» **PROBLEMS TO SOLVE**
- A) Summarize the passage on living with disability and assistive devices in two sentences.
- B) Write the next part of the passage on living with disability and assistive devices, picking up after its final sentence.

» **PROVIDED TEXT**
────

I've never felt more acutely self-conscious than those first few minutes wheelchairing out on the streets of the city, thankfully with my wife by my side. Soon enough, though, I realized that most of the people on the street were so self-absorbed that they didn't even notice me, as was evidenced by their propensity to walk right into me and my mechanical monster, as if anything below chest level was invisible. Before long I chafed at the idea that some freaking wheelchair was going to define me. Screw it, I would define it. I am not a chair, a cane, a walker, or an ankle brace, I'm Marc, and maybe now an even better version than the old Marc, having survived and learned from the endless gauntlet of physical and emotional affronts so thoughtfully provided by my disease and the modern medicine machine into whose belly I've forcibly been thrust.
Chronic disabling illness provides quite the double whammy; not only must the patient deal with the sobering psychological realities of being sick, but also with the physical handicaps wrought by their affliction. I'd imagine that even for the most stalwart among us, the burden can sometimes be just about too much to bear. Despite always attempting to publicly put my best foot forward (ha ha), each landmark on the road to disability has caused me emotional turmoil and plain old heartache. I've stumbled down a path familiar to far too many, marked by a succession of assistive devices, each one more obvious and discomfiting than the last. The anticipation that preceded my needing each of these devices was undeniably gut wrenching, so much so that in retrospect I realize that I put off reluctantly accepting their help for far too long. Frantically holding on by my fingernails to a self-image that had simply ceased to be, when I finally relented and allowed these mechanical aids into my life, they brought with them much needed relief and liberation, rather than the shame and revulsion that I had been so fearfully expecting.

────

» **DATA FOR ANALYSIS**
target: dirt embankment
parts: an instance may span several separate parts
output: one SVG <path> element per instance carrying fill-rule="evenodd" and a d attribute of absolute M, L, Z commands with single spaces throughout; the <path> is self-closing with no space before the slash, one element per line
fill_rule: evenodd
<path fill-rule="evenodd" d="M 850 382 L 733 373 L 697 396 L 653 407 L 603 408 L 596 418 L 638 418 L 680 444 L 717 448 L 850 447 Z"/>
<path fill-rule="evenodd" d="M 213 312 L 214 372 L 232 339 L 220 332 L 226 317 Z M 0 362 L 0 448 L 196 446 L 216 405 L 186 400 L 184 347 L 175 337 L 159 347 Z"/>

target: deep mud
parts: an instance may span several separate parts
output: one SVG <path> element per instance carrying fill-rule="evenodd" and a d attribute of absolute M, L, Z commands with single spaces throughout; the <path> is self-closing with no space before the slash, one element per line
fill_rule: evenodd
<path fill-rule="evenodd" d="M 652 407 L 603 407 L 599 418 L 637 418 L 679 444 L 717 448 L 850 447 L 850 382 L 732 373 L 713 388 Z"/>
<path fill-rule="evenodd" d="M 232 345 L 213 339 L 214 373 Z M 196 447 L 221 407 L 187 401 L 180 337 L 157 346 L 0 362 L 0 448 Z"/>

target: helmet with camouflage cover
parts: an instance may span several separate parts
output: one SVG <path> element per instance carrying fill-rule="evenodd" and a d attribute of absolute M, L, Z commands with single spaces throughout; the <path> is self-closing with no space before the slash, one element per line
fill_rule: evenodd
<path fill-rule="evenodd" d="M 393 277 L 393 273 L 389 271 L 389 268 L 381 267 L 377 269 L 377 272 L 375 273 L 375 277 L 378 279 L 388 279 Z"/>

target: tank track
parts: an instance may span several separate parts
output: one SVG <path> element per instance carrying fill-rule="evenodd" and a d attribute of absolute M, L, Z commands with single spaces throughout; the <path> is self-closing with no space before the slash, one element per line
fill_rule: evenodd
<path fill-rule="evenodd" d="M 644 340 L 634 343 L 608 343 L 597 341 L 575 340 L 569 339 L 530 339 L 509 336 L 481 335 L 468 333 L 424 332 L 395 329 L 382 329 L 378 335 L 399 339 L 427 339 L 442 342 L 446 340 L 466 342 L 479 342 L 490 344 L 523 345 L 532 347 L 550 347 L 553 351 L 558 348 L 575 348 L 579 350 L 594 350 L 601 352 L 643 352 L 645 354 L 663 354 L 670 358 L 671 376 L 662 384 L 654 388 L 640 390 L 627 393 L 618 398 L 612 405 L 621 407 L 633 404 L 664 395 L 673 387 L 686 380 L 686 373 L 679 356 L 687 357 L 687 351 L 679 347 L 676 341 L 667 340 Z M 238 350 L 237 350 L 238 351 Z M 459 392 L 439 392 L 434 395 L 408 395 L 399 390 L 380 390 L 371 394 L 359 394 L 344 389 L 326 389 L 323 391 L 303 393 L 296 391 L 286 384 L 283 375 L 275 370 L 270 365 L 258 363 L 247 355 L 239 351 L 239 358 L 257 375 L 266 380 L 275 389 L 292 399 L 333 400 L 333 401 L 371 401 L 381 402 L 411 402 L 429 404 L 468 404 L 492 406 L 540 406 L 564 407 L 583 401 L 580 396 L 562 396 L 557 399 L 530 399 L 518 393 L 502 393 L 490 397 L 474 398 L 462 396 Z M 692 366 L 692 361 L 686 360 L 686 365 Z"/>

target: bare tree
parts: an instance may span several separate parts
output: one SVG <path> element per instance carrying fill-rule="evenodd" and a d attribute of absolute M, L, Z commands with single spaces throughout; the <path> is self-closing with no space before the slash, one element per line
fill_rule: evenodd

────

» **TASK-BY-TASK ANSWERS**
- A) Marc describes feeling acutely self-conscious when first using a wheelchair in the city, then noticing that most passersby were too self-absorbed to see the chair and deciding that the wheelchair would not define who Marc is. Calling chronic disabling illness a double burden of psychological and physical hardship, the writer admits to putting off each assistive device for too long, only to find that these aids brought relief and liberation rather than the feared shame.

- B)
Overcoming the mental and physical hurdles represented by accepting my increasing vulnerability has certainly given me a new sense of perspective, and maybe even a pinch of wisdom. The strange truth is that although my disease has left me exceptionally weaker physically, it's also made me immensely stronger psychologically. Like each and every one of my fellow patients, I've overcome obstacles before which I thought I would simply shatter, and by so far surviving the raging battlefield of illness I've gained self-knowledge and an inner fortitude that I never previously could have imagined myself capable. I've witnessed bravery and guts in other patients that have oftentimes had me verging on tears, daily displays of strength often nonchalantly expressed with nothing more than a smile and a shrug. I tip my hat to all of you, and invite everyone to join me in raising a big middle finger to any thoughts of shame or self-doubt brought about by the random bad luck of being socked by a serious illness, to any notion that we as people have somehow been diminished by our disease, and to the goddamned disease itself. Having and living with MS sucks, but the challenges it presents give ample opportunity to display grace, courage, and powerful determination.
Say it loud, I'm a gimp and I'm proud!